───── INPUT ROWS

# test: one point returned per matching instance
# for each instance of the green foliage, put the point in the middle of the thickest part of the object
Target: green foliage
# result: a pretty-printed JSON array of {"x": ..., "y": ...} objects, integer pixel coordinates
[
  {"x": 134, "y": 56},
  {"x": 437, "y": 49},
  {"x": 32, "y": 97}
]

──────────

**WHAT THIS TASK INVOLVES**
Please quote every line of the records above word for word.

**TASK RESPONSE**
# test: one point returned per matching instance
# for each instance of the green foliage, put the point in the middle of the thickest part of the object
Target: green foliage
# result: a pretty-printed JSON array of {"x": ..., "y": ...} objects, integer pixel coordinates
[
  {"x": 134, "y": 56},
  {"x": 437, "y": 49},
  {"x": 32, "y": 97}
]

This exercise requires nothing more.